Activity:
Retype the line where "[spot] the bubbling" appears and each line that follows it down to the last line of the records below. Leave the pictures out.

Data to examine:
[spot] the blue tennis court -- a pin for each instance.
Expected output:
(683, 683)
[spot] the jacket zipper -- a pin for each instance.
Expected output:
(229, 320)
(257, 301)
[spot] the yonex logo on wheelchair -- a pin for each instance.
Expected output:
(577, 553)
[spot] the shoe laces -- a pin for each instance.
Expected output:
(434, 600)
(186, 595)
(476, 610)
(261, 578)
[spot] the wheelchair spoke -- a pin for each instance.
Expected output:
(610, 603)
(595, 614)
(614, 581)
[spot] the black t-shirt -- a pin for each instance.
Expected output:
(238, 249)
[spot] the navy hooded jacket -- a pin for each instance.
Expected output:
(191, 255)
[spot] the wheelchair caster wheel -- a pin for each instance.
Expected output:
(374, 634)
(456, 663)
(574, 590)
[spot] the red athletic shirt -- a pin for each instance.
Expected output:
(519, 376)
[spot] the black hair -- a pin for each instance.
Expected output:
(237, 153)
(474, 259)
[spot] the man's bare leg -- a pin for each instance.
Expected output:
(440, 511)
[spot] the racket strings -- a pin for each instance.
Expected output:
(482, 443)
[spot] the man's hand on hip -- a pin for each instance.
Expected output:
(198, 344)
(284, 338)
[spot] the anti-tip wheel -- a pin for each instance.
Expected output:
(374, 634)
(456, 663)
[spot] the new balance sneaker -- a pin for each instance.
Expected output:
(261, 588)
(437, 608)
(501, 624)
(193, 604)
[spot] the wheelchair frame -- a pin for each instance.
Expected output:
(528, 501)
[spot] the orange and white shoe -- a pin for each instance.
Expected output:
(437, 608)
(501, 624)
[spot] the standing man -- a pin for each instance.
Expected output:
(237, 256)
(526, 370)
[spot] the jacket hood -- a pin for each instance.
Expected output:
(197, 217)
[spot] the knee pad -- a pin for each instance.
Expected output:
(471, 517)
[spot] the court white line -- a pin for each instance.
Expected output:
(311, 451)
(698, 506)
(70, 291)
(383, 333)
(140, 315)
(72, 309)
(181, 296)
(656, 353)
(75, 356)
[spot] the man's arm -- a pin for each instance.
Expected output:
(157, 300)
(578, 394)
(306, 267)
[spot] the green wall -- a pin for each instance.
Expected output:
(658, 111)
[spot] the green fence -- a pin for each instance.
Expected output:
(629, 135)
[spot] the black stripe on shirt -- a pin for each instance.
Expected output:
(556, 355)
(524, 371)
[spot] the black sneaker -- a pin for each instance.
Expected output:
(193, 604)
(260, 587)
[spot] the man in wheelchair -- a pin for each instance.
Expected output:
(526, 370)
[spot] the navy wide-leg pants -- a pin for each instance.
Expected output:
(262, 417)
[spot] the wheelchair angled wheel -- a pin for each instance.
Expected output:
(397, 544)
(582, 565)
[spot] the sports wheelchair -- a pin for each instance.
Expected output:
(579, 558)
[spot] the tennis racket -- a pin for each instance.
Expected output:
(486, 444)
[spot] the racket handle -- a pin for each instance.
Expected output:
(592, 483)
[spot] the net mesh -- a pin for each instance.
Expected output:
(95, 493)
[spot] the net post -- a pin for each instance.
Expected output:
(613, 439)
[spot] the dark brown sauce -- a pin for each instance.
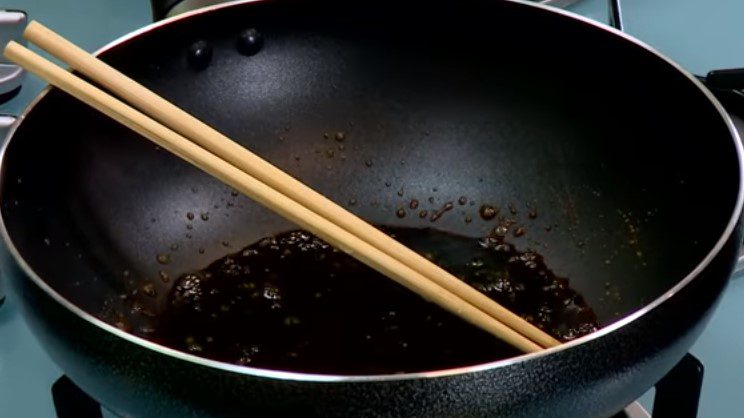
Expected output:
(293, 302)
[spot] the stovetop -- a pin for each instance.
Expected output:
(700, 35)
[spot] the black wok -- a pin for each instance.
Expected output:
(631, 163)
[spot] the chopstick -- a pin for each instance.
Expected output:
(262, 193)
(215, 142)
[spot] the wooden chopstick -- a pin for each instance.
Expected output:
(222, 146)
(263, 194)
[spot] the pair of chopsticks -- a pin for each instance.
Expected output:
(182, 134)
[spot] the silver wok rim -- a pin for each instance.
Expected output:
(309, 377)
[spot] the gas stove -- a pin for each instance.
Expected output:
(695, 34)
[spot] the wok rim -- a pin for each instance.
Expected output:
(451, 372)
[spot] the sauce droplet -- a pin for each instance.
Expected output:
(487, 212)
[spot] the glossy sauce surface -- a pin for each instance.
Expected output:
(293, 302)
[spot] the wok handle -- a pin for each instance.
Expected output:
(678, 393)
(6, 122)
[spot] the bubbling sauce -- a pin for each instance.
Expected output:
(293, 302)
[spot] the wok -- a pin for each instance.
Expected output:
(632, 165)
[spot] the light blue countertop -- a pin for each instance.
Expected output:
(700, 35)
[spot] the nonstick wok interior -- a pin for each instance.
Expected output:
(623, 160)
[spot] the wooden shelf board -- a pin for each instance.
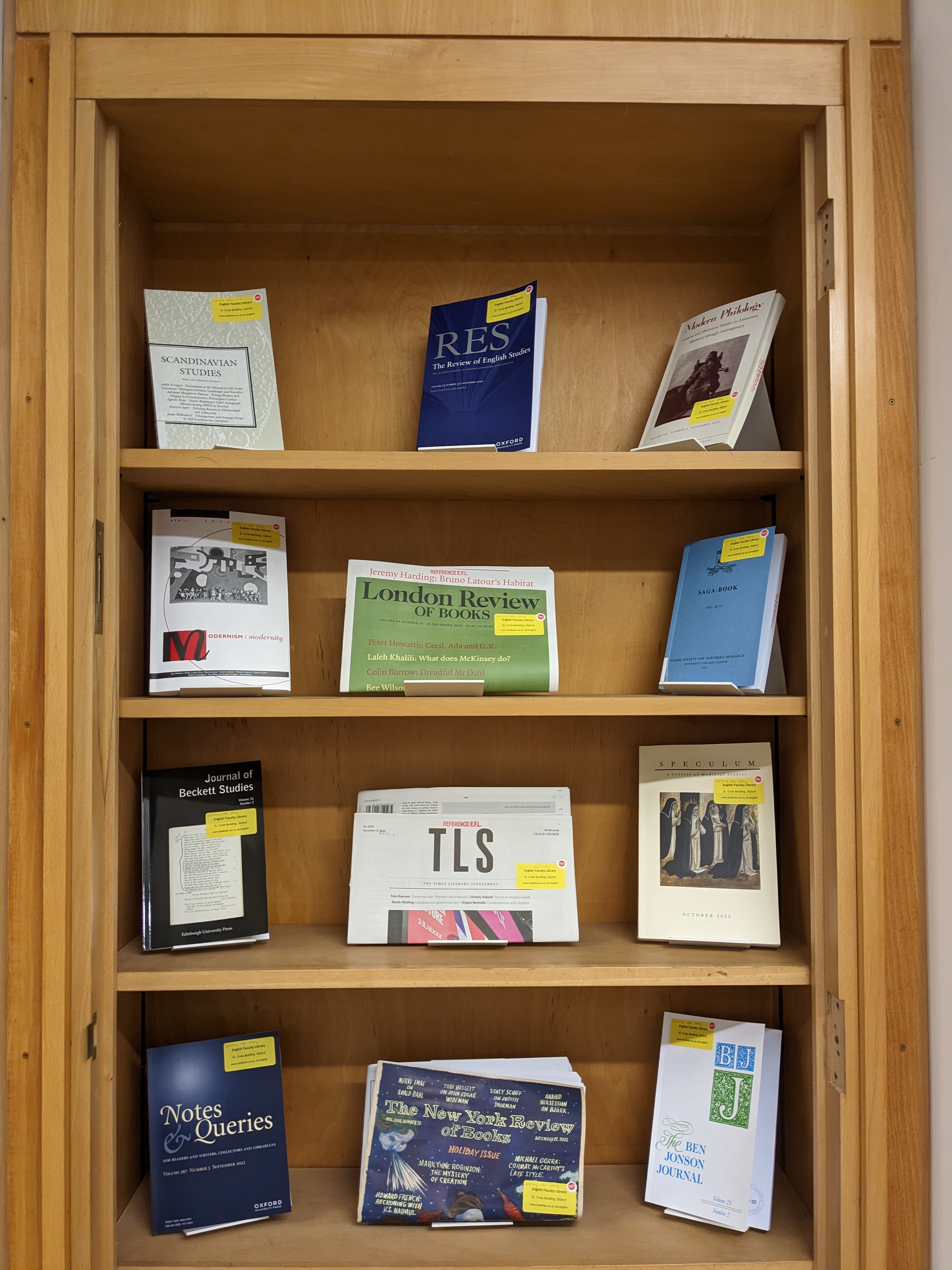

Result of this exercise:
[spot] the bubbling sauce -- a pin for each instance.
Expected output:
(293, 302)
[spot] the wok -- a pin for each instance.
Expected output:
(632, 165)
[spot] the light blue countertop -- a pin for each instance.
Expected output:
(700, 35)
[spot] the nonstick wok interior -- a pin for each instance.
Expected output:
(623, 160)
[spot] the wooden shelf board -- a pin for each instance.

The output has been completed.